** Start of Extract **

From: Peter Xu <peterx@redhat.com>
To: Chuang Xu <xuchuangxclwt@bytedance.com>
Cc: qemu-devel@nongnu.org, mst@redhat.com, sgarzare@redhat.com,
richard.henderson@linaro.org, pbonzini@redhat.com,
david@kernel.org, philmd@linaro.org, farosas@suse.de
Subject: Re: [PATCH v2 1/1] migration: merge fragmented clear_dirty ioctls
Date: Mon, 15 Dec 2025 11:32:04 -0500 [thread overview]
Message-ID: <aUA4BGW2Faw9CMgs@x1.local> (raw)
In-Reply-To: <20251215140611.16180-2-xuchuangxclwt@bytedance.com>
On Mon, Dec 15, 2025 at 10:06:11PM +0800, Chuang Xu wrote:
> From: xuchuangxclwt <xuchuangxclwt@bytedance.com>
>
> When the addresses processed are not aligned, a large number of
> clear_dirty ioctl occur (e.g. a 4MB misaligned memory can generate
> 2048 clear_dirty ioctls from two different memory_listener),
> which increases the time required for bitmap_sync and makes it
> more difficult for dirty pages to converge.
>
> Attempt to merge those fragmented clear_dirty ioctls.
>
> Signed-off-by: Chuang Xu <xuchuangxclwt@bytedance.com>
> ---
> accel/tcg/cputlb.c | 5 +++--
> include/system/physmem.h | 7 ++++---
> migration/ram.c | 26 ++++++++++++------------
> system/memory.c | 2 +-
> system/physmem.c | 44 ++++++++++++++++++++++++----------------
> 5 files changed, 48 insertions(+), 36 deletions(-)
>
> diff --git a/accel/tcg/cputlb.c b/accel/tcg/cputlb.c
> index fd1606c856..c8827c8b0d 100644
> --- a/accel/tcg/cputlb.c
> +++ b/accel/tcg/cputlb.c
> @@ -857,8 +857,9 @@ void tlb_flush_page_bits_by_mmuidx_all_cpus_synced(CPUState *src_cpu,
> void tlb_protect_code(ram_addr_t ram_addr)

** End of Extract **
** Start of Dataset excerpts **

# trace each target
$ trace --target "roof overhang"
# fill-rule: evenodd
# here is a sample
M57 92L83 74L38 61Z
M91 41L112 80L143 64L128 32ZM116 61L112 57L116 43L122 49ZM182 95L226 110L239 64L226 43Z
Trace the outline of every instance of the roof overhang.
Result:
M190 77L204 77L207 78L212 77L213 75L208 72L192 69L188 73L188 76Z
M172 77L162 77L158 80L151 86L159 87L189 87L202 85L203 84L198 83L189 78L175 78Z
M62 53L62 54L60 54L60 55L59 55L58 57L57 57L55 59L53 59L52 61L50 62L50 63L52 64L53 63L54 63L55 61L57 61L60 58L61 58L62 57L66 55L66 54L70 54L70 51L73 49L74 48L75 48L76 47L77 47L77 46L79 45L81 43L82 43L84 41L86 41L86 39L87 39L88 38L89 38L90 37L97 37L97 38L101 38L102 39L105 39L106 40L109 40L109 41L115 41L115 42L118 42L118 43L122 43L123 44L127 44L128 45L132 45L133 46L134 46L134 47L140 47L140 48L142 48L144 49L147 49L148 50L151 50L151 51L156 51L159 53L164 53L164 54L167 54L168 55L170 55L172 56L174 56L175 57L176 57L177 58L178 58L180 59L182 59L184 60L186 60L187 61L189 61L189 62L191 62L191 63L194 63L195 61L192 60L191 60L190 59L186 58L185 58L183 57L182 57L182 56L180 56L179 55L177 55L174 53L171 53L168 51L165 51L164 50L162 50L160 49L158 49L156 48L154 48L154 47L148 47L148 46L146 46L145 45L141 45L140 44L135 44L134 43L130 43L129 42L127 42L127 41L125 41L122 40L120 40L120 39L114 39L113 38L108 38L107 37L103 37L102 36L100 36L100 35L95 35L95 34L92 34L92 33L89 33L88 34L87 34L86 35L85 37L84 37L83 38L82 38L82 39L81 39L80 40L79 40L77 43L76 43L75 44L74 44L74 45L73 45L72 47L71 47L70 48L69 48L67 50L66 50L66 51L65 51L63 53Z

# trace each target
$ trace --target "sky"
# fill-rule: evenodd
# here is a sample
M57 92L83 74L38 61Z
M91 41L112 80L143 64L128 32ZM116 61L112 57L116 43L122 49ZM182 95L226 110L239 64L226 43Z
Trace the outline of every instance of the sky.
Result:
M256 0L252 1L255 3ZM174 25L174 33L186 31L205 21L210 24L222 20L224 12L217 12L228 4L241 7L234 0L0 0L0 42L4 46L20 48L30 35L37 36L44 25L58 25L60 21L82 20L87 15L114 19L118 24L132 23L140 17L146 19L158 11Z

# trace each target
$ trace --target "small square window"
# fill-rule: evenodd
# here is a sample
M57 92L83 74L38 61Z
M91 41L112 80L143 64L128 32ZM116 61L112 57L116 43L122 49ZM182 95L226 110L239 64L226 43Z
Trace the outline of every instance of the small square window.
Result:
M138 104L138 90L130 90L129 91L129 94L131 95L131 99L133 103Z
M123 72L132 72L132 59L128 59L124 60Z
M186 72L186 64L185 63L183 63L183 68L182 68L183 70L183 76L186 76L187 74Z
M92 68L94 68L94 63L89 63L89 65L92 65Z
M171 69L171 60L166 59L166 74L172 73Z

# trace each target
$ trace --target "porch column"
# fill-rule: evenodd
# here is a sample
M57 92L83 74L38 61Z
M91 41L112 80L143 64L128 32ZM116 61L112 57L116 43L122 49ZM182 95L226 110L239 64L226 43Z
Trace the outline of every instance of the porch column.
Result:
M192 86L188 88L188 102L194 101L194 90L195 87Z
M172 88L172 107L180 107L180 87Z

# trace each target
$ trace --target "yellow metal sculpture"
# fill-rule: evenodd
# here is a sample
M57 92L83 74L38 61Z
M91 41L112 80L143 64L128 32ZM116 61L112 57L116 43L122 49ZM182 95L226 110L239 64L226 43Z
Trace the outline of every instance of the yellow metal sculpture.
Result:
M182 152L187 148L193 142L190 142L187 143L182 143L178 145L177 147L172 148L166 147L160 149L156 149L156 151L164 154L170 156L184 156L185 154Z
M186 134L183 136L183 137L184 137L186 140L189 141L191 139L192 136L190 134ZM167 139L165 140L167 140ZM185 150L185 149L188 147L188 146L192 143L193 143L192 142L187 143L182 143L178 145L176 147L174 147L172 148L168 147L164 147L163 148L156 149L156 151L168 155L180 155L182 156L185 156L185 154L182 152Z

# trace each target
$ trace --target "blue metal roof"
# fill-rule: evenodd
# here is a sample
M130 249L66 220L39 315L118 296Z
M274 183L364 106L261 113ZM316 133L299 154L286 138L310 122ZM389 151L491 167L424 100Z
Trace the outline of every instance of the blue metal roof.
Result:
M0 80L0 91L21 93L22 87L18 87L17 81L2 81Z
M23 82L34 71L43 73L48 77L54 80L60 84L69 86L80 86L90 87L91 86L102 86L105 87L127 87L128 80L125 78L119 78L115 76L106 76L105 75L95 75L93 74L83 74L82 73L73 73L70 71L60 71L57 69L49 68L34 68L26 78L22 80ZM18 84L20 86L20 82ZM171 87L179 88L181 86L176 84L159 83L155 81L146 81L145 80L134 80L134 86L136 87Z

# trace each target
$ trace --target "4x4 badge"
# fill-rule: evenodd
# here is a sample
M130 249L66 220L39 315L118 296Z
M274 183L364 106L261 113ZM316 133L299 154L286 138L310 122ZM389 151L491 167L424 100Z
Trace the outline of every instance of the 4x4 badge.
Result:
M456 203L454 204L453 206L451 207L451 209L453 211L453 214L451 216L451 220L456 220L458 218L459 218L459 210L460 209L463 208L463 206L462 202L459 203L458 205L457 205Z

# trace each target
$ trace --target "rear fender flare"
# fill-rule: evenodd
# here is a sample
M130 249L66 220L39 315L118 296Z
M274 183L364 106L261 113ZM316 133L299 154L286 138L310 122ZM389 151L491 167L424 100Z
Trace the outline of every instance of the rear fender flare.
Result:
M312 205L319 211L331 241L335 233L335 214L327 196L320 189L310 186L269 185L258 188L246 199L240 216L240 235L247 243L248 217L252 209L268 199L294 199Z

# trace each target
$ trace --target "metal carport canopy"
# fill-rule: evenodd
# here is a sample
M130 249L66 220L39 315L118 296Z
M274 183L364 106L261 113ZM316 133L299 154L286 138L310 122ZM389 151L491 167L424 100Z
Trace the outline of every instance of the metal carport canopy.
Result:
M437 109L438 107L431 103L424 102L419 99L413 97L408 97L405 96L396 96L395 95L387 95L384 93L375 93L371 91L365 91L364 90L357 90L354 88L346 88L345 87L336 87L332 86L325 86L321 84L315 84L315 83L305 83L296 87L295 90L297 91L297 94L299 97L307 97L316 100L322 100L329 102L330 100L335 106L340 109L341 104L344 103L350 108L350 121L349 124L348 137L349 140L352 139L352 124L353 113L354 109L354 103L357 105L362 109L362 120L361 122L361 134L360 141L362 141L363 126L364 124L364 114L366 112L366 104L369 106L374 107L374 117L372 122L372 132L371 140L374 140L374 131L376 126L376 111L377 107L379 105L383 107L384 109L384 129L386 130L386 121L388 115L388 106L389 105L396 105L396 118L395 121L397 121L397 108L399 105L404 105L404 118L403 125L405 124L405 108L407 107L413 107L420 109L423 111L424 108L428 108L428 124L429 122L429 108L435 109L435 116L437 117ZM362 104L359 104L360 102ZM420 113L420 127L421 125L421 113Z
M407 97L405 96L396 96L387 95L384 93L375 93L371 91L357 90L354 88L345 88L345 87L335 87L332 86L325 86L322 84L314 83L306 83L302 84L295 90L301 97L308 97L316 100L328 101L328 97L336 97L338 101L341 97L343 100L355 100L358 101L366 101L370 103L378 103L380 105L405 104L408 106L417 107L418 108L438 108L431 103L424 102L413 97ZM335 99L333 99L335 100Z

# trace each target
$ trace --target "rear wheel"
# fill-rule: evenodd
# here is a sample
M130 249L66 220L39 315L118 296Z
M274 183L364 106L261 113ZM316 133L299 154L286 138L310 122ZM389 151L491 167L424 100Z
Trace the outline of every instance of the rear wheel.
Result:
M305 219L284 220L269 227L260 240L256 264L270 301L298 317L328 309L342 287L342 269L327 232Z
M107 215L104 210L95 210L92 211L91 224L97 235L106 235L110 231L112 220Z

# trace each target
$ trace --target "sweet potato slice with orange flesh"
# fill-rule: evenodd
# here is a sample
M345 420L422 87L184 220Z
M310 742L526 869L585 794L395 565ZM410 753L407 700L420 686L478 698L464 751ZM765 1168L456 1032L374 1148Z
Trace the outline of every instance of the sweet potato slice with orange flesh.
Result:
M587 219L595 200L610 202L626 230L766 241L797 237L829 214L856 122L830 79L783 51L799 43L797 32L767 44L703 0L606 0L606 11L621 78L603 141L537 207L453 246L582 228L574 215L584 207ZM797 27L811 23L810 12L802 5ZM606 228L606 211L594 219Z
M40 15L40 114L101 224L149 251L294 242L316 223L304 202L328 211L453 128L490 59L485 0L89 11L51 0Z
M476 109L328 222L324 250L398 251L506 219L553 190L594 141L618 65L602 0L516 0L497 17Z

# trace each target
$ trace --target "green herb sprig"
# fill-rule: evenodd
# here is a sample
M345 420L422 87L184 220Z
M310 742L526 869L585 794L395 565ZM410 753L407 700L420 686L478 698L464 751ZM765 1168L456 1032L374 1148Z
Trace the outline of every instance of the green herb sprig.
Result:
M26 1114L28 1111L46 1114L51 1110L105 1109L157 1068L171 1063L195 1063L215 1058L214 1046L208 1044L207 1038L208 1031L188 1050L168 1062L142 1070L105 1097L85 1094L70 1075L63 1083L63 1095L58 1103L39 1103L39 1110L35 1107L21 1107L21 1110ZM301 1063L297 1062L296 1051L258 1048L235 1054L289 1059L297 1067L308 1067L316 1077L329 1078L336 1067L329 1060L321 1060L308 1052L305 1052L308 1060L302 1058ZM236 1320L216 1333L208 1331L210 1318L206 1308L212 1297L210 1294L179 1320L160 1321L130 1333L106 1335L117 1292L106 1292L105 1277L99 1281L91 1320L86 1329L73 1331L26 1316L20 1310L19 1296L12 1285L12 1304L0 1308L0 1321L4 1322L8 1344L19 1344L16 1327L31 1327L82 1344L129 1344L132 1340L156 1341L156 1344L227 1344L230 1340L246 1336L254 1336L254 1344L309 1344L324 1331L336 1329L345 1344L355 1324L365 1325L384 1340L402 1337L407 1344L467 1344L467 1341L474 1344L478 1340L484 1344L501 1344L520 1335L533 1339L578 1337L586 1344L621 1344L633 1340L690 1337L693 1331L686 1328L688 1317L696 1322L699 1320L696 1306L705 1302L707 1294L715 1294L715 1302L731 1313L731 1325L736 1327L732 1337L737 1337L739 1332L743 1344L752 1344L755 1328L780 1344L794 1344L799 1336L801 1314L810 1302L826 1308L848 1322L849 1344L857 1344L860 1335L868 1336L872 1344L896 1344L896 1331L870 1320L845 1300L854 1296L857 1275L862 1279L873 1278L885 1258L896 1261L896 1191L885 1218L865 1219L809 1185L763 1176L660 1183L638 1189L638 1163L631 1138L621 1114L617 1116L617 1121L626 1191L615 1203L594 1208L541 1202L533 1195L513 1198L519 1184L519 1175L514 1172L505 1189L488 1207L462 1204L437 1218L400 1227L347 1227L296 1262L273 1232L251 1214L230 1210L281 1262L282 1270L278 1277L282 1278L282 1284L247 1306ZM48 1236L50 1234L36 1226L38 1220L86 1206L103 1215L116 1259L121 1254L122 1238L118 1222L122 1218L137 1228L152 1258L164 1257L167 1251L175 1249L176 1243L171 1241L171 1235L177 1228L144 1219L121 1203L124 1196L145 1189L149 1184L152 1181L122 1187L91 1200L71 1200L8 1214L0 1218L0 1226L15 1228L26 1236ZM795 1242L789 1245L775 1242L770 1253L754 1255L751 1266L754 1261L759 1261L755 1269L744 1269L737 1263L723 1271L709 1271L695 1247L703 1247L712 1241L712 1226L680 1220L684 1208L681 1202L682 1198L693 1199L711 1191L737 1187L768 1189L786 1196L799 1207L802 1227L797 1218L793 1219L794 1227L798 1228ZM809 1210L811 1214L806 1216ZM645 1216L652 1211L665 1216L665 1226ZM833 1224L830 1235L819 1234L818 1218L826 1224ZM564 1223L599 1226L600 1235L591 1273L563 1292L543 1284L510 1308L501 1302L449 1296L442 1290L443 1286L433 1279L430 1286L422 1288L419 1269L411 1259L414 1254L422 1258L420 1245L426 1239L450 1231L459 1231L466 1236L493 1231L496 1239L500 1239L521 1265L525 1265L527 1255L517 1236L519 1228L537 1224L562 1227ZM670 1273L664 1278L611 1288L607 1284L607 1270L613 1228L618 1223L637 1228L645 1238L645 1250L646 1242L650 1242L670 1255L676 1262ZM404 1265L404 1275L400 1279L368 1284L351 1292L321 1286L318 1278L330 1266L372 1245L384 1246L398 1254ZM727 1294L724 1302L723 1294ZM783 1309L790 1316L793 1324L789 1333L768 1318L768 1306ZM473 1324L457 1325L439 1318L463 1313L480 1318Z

** End of Dataset excerpts **

◆ Requests:
a - List the file paths that appear in the diffstat of the patch email.
b - Take the records from their first line through the line that contains "M172 77L162 77L158". Write those lines out again, substituting "eave" for "roof overhang" and leaving everything else as it is.

◆ Final answers:
a -
accel/tcg/cputlb.c
include/system/physmem.h
migration/ram.c
system/memory.c
system/physmem.c

b -
# trace each target
$ trace --target "eave"
# fill-rule: evenodd
# here is a sample
M57 92L83 74L38 61Z
M91 41L112 80L143 64L128 32ZM116 61L112 57L116 43L122 49ZM182 95L226 110L239 64L226 43Z
Trace the outline of every instance of the eave.
Result:
M190 77L204 77L207 78L212 77L213 75L208 72L192 69L188 73L188 76Z
M172 77L162 77L158 80L151 86L159 87L189 87L202 85L203 84L198 83L189 78L175 78Z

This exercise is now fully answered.